Reproduce all the items below, replacing every occurrence of "rough mask" with "coarse mask" and leaving all other text unchanged.

========

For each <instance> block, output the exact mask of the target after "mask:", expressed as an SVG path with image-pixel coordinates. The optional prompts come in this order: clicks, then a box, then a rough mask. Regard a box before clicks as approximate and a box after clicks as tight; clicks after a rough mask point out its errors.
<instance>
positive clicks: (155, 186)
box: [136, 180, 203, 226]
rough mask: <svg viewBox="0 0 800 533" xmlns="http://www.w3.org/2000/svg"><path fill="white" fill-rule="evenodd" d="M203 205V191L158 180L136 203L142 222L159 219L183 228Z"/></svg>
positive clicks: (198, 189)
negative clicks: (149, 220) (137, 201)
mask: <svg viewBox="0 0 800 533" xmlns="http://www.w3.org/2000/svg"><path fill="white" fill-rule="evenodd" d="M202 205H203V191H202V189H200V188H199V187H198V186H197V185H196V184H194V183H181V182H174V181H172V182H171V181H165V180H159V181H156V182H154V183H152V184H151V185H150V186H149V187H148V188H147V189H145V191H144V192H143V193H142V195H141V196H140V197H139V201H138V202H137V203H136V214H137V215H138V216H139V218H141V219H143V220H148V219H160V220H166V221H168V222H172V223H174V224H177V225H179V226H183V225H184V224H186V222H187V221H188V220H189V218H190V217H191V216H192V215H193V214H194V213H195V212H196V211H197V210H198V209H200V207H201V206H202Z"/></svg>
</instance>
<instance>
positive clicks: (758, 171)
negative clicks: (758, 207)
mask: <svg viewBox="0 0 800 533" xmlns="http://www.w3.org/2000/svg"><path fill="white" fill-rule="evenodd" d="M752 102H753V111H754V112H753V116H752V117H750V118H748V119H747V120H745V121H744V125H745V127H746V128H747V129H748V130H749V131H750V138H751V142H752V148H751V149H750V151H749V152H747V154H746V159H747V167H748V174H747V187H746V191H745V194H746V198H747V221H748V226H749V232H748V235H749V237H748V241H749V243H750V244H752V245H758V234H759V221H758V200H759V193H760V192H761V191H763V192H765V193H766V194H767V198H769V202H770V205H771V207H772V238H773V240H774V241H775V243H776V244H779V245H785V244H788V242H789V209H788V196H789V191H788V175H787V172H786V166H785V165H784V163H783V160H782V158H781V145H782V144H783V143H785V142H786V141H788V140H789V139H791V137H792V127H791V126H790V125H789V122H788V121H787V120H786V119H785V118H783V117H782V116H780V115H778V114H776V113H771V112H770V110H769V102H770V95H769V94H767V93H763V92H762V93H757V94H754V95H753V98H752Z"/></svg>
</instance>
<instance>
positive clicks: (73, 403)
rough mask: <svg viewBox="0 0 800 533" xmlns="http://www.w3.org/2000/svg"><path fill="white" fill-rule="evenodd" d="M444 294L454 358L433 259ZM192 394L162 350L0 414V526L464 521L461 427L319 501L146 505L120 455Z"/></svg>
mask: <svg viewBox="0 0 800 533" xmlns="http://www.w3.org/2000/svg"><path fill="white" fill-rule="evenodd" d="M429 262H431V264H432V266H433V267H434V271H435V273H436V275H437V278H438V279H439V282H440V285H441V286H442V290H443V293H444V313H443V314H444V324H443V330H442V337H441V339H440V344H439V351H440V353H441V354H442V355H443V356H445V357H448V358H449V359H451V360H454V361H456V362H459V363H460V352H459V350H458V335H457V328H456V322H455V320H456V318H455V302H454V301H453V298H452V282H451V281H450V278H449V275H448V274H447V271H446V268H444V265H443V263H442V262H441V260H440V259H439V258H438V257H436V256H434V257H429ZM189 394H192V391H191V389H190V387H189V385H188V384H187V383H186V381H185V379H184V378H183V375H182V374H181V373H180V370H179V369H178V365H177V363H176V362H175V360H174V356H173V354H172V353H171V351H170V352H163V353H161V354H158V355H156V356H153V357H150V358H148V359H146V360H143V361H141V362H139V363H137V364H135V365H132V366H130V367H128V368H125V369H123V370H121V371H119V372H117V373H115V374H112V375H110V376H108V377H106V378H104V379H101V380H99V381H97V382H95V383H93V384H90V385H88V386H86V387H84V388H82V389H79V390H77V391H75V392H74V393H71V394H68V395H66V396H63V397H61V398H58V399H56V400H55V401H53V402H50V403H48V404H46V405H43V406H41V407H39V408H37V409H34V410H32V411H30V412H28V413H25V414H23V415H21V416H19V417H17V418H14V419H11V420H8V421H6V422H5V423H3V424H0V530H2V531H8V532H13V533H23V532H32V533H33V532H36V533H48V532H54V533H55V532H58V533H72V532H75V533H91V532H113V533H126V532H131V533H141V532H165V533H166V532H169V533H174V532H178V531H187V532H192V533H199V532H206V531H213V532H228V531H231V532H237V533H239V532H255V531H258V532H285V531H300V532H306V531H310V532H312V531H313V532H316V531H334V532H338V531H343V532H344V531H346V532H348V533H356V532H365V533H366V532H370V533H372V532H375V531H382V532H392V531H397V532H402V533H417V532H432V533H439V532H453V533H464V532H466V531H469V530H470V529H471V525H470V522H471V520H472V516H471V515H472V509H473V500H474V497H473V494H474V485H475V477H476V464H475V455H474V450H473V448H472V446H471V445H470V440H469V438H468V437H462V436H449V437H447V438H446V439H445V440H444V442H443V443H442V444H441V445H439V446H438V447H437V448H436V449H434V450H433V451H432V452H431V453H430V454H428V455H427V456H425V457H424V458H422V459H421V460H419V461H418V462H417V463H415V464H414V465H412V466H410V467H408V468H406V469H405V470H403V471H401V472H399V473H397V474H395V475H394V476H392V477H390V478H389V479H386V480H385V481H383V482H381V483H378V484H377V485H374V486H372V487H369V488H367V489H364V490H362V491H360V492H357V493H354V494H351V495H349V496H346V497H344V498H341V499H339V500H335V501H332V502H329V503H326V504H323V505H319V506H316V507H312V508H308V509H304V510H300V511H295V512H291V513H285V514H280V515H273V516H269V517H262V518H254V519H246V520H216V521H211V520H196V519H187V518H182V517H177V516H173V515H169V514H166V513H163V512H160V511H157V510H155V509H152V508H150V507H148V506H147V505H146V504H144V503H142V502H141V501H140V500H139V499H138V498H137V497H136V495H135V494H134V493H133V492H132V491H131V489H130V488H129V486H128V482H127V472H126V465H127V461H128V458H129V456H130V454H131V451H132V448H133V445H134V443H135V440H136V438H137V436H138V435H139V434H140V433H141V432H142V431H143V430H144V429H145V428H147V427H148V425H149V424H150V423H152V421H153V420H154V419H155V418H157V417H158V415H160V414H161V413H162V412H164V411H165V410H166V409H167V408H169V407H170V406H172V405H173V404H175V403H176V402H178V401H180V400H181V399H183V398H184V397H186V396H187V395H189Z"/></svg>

========

#### [TASK OUTPUT]
For each <instance> block, output the exact mask of the target after "mask:", expressed as an SVG path with image-pixel coordinates. The optional prompts come in this order: clicks, then a box, then a coarse mask. Regard a box before clicks as approximate and a box after clicks as tight; clicks after a coarse mask point out its errors.
<instance>
positive clicks: (155, 186)
box: [136, 180, 203, 226]
coarse mask: <svg viewBox="0 0 800 533" xmlns="http://www.w3.org/2000/svg"><path fill="white" fill-rule="evenodd" d="M203 205V191L158 180L136 203L142 222L159 219L183 228Z"/></svg>
positive clicks: (198, 189)
negative clicks: (149, 220) (137, 201)
mask: <svg viewBox="0 0 800 533" xmlns="http://www.w3.org/2000/svg"><path fill="white" fill-rule="evenodd" d="M202 205H203V191H202V189H200V188H199V187H198V186H197V185H196V184H194V183H181V182H174V181H172V182H171V181H165V180H159V181H156V182H154V183H152V184H151V185H150V186H149V187H148V188H147V189H145V191H144V192H143V193H142V195H141V196H140V197H139V201H138V202H137V203H136V214H137V215H138V216H139V218H141V219H143V220H148V219H160V220H166V221H168V222H172V223H174V224H177V225H179V226H183V225H184V224H186V222H187V221H188V220H189V218H190V217H191V216H192V215H193V214H194V213H195V212H196V211H197V210H198V209H200V207H201V206H202Z"/></svg>
</instance>
<instance>
positive clicks: (758, 171)
negative clicks: (758, 207)
mask: <svg viewBox="0 0 800 533" xmlns="http://www.w3.org/2000/svg"><path fill="white" fill-rule="evenodd" d="M752 102H753V111H754V112H753V116H752V117H750V118H748V119H747V120H745V121H744V125H745V127H746V128H747V129H748V130H749V131H750V138H751V142H752V148H751V149H750V151H749V152H747V154H746V159H747V167H748V174H747V187H746V191H745V194H746V198H747V221H748V226H749V232H748V235H749V237H748V241H749V243H750V244H752V245H758V234H759V221H758V200H759V193H760V192H761V191H763V192H765V193H766V194H767V198H769V202H770V205H771V207H772V238H773V240H774V241H775V243H776V244H779V245H785V244H788V242H789V209H788V196H789V191H788V175H787V172H786V166H785V165H784V163H783V160H782V158H781V145H782V144H783V143H785V142H786V141H788V140H789V139H791V137H792V127H791V126H790V125H789V122H788V121H787V120H786V119H785V118H783V117H782V116H780V115H778V114H776V113H771V112H770V110H769V102H770V95H769V94H767V93H763V92H762V93H757V94H754V95H753V98H752Z"/></svg>
</instance>
<instance>
positive clicks: (73, 403)
coarse mask: <svg viewBox="0 0 800 533" xmlns="http://www.w3.org/2000/svg"><path fill="white" fill-rule="evenodd" d="M444 294L454 358L433 259ZM192 394L162 350L0 414V526L464 521L461 427L319 501L146 505L120 455Z"/></svg>
mask: <svg viewBox="0 0 800 533" xmlns="http://www.w3.org/2000/svg"><path fill="white" fill-rule="evenodd" d="M429 262H431V264H432V266H433V267H434V271H435V273H436V275H437V278H438V279H439V282H440V285H441V286H442V290H443V293H444V313H443V314H444V324H443V330H442V337H441V339H440V344H439V351H440V353H441V354H442V355H443V356H445V357H448V358H449V359H451V360H454V361H456V362H459V363H460V352H459V350H458V335H457V328H456V322H455V320H456V318H455V302H454V301H453V298H452V282H451V281H450V278H449V275H448V274H447V271H446V268H444V265H443V263H442V262H441V260H440V259H439V258H438V257H436V256H434V257H429ZM189 394H192V391H191V389H190V387H189V385H188V384H187V383H186V381H185V379H184V378H183V375H182V374H181V373H180V370H179V369H178V365H177V363H176V362H175V360H174V356H173V354H172V353H171V351H170V352H163V353H161V354H158V355H156V356H153V357H150V358H148V359H146V360H143V361H141V362H139V363H137V364H135V365H132V366H130V367H128V368H125V369H123V370H121V371H119V372H117V373H115V374H112V375H110V376H108V377H106V378H104V379H101V380H99V381H97V382H95V383H93V384H90V385H88V386H86V387H84V388H82V389H79V390H77V391H75V392H74V393H71V394H68V395H66V396H63V397H61V398H58V399H56V400H55V401H53V402H50V403H48V404H46V405H43V406H41V407H39V408H37V409H34V410H32V411H30V412H28V413H25V414H23V415H21V416H19V417H17V418H14V419H11V420H8V421H6V422H5V423H3V424H0V530H2V531H8V532H13V533H23V532H32V533H33V532H36V533H48V532H54V533H55V532H58V533H72V532H75V533H91V532H113V533H126V532H131V533H141V532H165V533H166V532H169V533H174V532H178V531H187V532H192V533H199V532H206V531H213V532H228V531H231V532H237V533H239V532H255V531H258V532H285V531H300V532H306V531H310V532H312V531H313V532H316V531H334V532H338V531H343V532H344V531H346V532H348V533H356V532H365V533H366V532H370V533H372V532H375V531H382V532H392V531H397V532H402V533H417V532H432V533H439V532H453V533H464V532H466V531H469V530H470V529H471V525H470V522H471V520H472V516H471V515H472V509H473V500H474V497H473V494H474V485H475V477H476V464H475V455H474V450H473V448H472V446H471V445H470V440H469V438H468V437H462V436H449V437H447V438H446V439H445V440H444V442H443V443H442V444H441V445H439V446H438V447H437V448H436V449H434V450H433V451H432V452H431V453H430V454H428V455H427V456H425V457H424V458H422V459H421V460H419V461H418V462H417V463H415V464H414V465H412V466H410V467H408V468H406V469H405V470H403V471H401V472H399V473H397V474H395V475H394V476H392V477H390V478H389V479H386V480H385V481H383V482H381V483H378V484H377V485H374V486H372V487H369V488H367V489H364V490H362V491H360V492H357V493H354V494H351V495H349V496H346V497H344V498H341V499H339V500H335V501H332V502H329V503H326V504H323V505H319V506H316V507H312V508H308V509H304V510H300V511H295V512H291V513H285V514H280V515H273V516H269V517H262V518H254V519H246V520H216V521H211V520H196V519H187V518H182V517H177V516H173V515H169V514H166V513H163V512H160V511H157V510H155V509H152V508H150V507H148V506H147V505H146V504H144V503H142V502H141V501H140V500H139V499H138V498H137V497H136V495H135V494H134V493H133V492H132V491H131V489H130V488H129V486H128V482H127V472H126V465H127V461H128V458H129V456H130V454H131V451H132V448H133V445H134V443H135V440H136V438H137V436H138V435H139V434H140V433H141V432H142V431H143V430H144V429H145V428H147V427H148V425H149V424H150V423H152V421H153V420H154V419H155V418H157V417H158V415H160V414H161V413H162V412H164V411H165V410H166V409H167V408H169V407H170V406H172V405H173V404H175V403H176V402H178V401H180V400H181V399H183V398H184V397H186V396H187V395H189Z"/></svg>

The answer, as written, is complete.